» **SELECTED TEXT**:
And as Tessaromatis is aware, the lack of clarity is not for want of discussion about the problems around pensions and asset management; indeed he headed one investigation. "I chaired a committee that finished its deliberations in 2005 and proposed measures to fill in the gaps we have between pension funds and investment managers - consultants, actuaries and auditors," he says. Since then another committee has examined the same issue but it reported in February and was overshadowed the following month by the bond scandal involving the Civil Servants' Auxiliary Fund (TEADY).

And two other committees are at work: "One that the labour minister has said would make proposals for a new investment framework for pension funds at the end of June and another that is working on the pension system, which is a much bigger problem than the management of its assets," says Tessaromatis.

In fact it is suggested that the seriousness of the problem facing the Greek pensions system has been known for some time and that such frenetic committee-setting is a way of looking active while not doing anything.

"The problem was outlined a decade ago when another committee, for the examination of economic policy in the long term chaired by Yiannis Spraos at the University of London, reported to then premier Costas Simitis," says a seasoned observer. "It so shocked people that Simitis, who wanted to get Greece into the Euro-zone and didn't want to annoy the unions and the hardliners in his own Pasok party, froze the whole thing. But then he won the election in 2000, Greece joined the Euro-zone the following January, and that was the time to fundamentally address the issue. But there were huge demonstrations against reforms, Simitis was losing his grip on the party, and he just didn't."

The Simitis government did make some reforms and refinanced the main first pillar pension vehicle, the Social Insurance Institute (IKA), through the budget. And once refinanced, IKA established two mutual funds. "But proposals to merge some pension funds were resisted, bank employees objecting vociferously, and [Simitis' successor, Constantine] Karamanlis has fudged the issue, which is why there are more than 80 pension funds and there are problems with overpriced bonds," the observer adds.

"The state pension system consists of either main pension institutions, of which IKA is the biggest, and auxiliary pension funds for various professions," explains Eleni Koritsa, general manager at EFG Eurobank AM.

» **ACTIONS TO TAKE**:
1. List every person named in the passage on the Greek pension system.
2. Supply the next part of the passage on the Greek pension system, picking up after its last sentence.
The records come from a different source than the passage on the Greek pension system.

» **DATA**:
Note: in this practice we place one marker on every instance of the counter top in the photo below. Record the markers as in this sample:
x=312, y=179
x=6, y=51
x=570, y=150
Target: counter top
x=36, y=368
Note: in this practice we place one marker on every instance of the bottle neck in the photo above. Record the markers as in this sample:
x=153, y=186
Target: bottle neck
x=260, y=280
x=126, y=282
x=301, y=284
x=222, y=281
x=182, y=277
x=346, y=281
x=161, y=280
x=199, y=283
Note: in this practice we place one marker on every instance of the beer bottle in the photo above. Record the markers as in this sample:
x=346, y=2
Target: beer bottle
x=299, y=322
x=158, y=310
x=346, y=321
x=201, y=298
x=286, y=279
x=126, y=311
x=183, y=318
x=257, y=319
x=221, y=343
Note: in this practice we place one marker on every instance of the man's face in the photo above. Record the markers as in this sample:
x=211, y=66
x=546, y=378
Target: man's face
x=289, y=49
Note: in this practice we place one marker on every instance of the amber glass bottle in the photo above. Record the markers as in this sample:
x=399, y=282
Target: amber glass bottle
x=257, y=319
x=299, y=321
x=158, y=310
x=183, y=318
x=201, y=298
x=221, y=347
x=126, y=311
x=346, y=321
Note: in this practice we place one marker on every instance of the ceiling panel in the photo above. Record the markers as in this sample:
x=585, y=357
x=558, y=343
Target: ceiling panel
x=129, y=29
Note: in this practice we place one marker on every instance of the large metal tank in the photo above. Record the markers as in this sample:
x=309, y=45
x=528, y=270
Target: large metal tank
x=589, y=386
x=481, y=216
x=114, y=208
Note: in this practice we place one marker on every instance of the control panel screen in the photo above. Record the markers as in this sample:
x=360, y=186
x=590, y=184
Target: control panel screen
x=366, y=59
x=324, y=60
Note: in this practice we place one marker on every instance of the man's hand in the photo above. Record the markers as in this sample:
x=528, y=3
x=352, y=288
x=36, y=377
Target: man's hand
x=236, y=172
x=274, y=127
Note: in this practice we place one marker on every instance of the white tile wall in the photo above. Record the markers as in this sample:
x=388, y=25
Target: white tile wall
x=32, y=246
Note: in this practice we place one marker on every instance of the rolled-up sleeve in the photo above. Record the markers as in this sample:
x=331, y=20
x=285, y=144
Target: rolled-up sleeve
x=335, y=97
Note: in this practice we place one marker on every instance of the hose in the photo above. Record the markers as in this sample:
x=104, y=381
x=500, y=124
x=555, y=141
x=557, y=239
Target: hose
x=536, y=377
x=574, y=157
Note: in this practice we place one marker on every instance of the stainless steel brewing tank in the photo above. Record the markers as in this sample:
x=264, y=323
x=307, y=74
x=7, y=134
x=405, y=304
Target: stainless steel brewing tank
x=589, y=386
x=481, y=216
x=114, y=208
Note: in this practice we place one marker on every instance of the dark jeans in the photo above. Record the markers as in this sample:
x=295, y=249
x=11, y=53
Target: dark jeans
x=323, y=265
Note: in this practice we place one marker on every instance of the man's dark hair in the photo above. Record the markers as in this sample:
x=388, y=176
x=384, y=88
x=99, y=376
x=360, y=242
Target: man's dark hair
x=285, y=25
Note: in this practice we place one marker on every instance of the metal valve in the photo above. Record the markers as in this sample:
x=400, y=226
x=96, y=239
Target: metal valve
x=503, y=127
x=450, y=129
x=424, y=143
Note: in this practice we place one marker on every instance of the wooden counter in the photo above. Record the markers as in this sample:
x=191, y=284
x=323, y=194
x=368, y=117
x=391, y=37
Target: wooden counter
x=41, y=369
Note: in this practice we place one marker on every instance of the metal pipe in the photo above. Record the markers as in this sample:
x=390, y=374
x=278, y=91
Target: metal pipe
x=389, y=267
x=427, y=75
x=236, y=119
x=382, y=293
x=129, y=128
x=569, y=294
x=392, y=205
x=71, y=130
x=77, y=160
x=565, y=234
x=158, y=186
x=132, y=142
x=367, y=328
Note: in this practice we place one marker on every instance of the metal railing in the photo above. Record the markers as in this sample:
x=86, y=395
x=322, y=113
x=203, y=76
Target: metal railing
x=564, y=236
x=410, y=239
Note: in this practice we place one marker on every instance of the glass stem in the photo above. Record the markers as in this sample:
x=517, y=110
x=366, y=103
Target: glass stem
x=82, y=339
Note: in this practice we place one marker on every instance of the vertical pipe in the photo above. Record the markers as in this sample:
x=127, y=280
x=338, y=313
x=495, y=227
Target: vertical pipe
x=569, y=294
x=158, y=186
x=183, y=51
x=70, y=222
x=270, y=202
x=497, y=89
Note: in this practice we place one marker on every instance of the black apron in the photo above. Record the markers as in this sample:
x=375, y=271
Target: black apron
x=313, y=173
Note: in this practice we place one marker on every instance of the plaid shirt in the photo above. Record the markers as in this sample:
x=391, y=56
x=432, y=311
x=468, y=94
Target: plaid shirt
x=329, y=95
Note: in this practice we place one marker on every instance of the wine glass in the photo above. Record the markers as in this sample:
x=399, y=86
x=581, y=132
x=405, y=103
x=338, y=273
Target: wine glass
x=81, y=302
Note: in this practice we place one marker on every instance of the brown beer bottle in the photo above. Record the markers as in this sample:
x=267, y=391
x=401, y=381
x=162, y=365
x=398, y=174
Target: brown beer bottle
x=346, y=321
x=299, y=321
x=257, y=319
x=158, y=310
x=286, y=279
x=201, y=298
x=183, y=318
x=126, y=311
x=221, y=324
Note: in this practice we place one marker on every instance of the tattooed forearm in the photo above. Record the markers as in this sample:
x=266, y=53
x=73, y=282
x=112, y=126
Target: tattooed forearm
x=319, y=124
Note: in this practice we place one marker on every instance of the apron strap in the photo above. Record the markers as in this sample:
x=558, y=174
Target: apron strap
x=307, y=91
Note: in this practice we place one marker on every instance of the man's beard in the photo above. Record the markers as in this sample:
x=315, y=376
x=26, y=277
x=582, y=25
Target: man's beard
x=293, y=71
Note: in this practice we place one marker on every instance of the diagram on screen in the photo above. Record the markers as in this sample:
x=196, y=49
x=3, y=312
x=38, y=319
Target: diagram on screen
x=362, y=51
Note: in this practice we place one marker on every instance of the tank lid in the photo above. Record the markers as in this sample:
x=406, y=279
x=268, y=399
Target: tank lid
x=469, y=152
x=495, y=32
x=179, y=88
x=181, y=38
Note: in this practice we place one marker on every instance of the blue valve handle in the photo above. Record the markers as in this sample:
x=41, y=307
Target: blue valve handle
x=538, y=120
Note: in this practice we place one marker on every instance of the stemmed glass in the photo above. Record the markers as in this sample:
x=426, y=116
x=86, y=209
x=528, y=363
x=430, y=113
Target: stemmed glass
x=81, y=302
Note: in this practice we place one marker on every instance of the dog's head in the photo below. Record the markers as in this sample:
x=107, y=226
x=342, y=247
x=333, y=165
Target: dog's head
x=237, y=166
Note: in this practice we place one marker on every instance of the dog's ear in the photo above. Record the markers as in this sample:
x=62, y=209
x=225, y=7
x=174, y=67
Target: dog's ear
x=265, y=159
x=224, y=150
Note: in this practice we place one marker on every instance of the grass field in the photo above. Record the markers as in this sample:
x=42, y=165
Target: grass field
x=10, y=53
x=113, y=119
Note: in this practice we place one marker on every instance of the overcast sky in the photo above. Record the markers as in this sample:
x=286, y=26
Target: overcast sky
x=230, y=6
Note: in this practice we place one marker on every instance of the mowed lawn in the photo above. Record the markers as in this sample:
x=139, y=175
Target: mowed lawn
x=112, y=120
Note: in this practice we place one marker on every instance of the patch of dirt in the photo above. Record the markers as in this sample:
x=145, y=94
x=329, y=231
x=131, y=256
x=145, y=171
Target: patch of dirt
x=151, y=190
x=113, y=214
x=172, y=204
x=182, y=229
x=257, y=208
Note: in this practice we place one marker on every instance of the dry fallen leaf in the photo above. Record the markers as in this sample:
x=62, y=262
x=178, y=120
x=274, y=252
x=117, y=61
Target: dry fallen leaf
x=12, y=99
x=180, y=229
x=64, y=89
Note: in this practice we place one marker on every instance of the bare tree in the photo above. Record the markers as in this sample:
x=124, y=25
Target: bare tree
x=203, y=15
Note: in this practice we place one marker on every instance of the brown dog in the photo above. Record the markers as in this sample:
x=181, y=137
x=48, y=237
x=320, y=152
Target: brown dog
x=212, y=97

» **TASK RESULTS**:
1. Tessaromatis, Yiannis Spraos, Costas Simitis, Constantine Karamanlis, Eleni Koritsa

2.
A key problem is the over-generous replacement rate. Main institutions are intending to replace 70% of a retiree's former wage and an auxiliary fund another 20%.

The current plan is that the main institutions merge at the beginning of 2008.

"The basic schemes are DB and a guarantee by the state is explicitly mentioned in the constitution, says Tessaromatis. "Auxiliary schemes are also DB but it is not clear whether they are guaranteed, although people tell me that de facto they are in that it is unlikely that the government would ever allow one to go bad and not pay."

He adds: "Despite the fact that we have a pay as you go system altogether the main schemes and the auxiliary system have about €30bn invested."

"Generally pension funds have nothing to do with asset management because they are clients for sales people," says Koritsa. "In fact they are not allowed to assign asset mandates to asset management companies or to mutual fund companies. Banks, their asset management arms or the treasury sales from the dealing rooms send proposals to various pension funds. Then members of the pension fund board decide on how much they want to invest and they send faxes or call asking for prices of specific bonds. And they usually buy from the guys who have the better price. That's the best practice."

Board members are not expected to have investment expertise. In fact one of the key roles of the state system is patronage, says the observer: "It's jobs for the boys, it's probably 1,000 or 1,500 jobs for the boys. When governments change there are widespread board resignations and they are replaced by party placemen. The head of TEADY at the time of the controversial bond purchase was the son of the finance director of the ruling New Democracy Party.

"So there is no such thing as asset management for pension funds except for bonds and a balanced mutual fund established by IKA that amount to €900m and an arrangement for the employees of OTE that was established by a special law," says Koritsa. "The four big banks - the National Bank of Greece, Eurobank, Alpha Bank and the Commercial Bank - have participated in all these mandates. That's all that is asset managed."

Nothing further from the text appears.